Exercise details: Copy the records word for word, from the first line down to and including the line with "[0,0,1280,142]".

Records for this exercise:
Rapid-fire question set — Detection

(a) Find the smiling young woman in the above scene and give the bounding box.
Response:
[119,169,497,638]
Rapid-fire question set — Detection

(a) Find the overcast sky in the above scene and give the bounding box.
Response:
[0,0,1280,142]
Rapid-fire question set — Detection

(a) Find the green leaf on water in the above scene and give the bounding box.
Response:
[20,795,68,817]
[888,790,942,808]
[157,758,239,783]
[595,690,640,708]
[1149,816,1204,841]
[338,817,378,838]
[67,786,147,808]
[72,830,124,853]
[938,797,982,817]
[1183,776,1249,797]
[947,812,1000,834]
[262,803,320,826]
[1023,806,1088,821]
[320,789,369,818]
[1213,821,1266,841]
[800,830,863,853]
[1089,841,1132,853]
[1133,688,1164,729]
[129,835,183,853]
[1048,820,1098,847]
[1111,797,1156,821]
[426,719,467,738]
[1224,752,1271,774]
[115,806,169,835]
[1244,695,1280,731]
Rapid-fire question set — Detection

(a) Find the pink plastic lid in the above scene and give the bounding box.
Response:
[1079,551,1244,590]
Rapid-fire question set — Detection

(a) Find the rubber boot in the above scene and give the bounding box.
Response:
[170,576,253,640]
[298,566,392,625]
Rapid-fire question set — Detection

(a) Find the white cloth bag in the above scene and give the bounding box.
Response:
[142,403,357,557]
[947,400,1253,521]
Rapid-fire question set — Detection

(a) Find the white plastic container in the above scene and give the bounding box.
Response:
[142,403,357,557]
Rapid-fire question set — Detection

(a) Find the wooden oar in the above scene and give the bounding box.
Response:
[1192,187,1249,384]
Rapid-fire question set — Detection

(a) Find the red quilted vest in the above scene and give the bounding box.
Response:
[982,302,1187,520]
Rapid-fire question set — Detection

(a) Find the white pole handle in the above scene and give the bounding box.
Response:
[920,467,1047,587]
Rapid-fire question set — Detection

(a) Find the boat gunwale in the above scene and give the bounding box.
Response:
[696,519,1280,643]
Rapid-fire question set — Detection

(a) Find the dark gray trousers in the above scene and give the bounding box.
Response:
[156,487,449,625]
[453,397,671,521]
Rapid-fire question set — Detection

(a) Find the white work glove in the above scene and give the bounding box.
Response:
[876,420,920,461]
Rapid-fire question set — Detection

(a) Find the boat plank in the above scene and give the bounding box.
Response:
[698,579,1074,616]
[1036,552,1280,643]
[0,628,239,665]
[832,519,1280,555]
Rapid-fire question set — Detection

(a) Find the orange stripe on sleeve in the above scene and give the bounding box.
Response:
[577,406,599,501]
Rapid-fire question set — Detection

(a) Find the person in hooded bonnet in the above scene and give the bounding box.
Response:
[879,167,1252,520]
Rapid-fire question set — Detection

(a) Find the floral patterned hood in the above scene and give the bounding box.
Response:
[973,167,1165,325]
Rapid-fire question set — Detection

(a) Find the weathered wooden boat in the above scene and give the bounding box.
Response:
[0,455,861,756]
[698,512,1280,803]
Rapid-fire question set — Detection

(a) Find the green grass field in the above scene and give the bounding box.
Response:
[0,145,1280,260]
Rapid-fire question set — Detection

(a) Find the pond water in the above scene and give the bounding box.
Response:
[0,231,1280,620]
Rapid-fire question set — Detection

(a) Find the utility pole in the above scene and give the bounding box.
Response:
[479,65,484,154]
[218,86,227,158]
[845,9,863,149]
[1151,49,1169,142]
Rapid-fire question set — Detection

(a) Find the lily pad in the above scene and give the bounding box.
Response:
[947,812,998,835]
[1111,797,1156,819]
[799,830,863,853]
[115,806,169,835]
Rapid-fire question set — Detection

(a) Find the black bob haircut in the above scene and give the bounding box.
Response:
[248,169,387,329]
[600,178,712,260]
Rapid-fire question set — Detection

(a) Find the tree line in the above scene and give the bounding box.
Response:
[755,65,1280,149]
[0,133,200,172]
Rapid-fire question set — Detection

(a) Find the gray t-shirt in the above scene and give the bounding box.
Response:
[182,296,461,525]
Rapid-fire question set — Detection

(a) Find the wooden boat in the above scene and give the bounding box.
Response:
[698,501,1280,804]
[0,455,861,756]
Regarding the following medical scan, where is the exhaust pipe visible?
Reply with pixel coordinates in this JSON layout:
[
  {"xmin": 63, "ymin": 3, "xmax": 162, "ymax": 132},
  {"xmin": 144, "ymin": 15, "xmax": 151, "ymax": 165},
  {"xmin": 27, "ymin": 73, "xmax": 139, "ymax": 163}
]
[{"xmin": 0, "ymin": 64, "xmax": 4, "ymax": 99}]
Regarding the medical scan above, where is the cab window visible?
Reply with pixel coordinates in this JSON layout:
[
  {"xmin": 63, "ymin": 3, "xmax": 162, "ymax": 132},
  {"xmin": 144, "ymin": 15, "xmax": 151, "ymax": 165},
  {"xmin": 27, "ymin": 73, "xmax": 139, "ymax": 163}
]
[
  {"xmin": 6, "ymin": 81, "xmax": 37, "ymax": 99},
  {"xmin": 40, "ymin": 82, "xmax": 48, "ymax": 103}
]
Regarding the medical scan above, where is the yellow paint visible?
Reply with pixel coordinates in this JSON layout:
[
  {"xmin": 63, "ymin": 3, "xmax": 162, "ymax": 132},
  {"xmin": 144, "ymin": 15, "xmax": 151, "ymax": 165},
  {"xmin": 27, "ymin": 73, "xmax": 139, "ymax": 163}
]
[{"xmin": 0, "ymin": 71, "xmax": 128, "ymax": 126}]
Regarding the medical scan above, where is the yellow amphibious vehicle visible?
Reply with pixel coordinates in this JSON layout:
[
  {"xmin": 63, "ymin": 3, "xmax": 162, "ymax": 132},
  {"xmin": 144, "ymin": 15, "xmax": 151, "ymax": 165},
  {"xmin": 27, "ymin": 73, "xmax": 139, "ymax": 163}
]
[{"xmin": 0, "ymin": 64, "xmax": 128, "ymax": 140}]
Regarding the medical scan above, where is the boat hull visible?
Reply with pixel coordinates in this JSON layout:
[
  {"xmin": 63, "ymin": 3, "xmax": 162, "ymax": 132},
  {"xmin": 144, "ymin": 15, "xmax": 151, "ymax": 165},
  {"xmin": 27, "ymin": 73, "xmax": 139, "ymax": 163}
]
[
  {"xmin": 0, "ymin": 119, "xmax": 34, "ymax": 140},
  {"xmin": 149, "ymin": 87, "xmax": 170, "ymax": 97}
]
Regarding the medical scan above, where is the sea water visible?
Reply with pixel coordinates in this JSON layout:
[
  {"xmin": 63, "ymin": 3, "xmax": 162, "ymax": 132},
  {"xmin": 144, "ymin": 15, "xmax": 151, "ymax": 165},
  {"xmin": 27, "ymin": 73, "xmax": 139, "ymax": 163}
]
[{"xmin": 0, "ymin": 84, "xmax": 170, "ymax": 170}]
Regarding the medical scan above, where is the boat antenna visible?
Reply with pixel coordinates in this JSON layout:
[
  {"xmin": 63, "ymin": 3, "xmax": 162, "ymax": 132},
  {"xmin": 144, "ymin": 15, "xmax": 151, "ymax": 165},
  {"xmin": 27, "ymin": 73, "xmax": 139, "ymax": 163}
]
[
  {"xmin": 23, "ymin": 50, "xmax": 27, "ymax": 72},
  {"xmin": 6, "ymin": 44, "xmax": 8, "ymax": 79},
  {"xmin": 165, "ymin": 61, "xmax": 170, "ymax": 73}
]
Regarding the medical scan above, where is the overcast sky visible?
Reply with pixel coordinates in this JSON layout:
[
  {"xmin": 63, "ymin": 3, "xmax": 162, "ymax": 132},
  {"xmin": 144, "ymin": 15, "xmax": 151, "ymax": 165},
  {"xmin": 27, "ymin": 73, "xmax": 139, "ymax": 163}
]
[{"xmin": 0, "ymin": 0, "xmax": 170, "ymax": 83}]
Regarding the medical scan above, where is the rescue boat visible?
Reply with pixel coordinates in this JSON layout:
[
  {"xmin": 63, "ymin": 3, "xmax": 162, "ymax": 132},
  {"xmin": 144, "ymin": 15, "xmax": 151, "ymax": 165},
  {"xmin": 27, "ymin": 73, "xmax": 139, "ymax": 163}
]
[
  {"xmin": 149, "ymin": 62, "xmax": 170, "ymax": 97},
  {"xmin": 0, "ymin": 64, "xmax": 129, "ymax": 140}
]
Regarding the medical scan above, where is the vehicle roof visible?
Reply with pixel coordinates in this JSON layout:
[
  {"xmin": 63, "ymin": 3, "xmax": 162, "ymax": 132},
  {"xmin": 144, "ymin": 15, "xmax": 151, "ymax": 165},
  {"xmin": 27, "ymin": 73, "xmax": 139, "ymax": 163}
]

Output for this task:
Rapid-fire question set — Detection

(a) Find the smiling young woman in the above scene and give the bounding box.
Response:
[119,169,497,638]
Rapid-fire question set — Detection

(a) Find the overcast sky in the above scene and give the bounding box.
Response:
[0,0,1280,142]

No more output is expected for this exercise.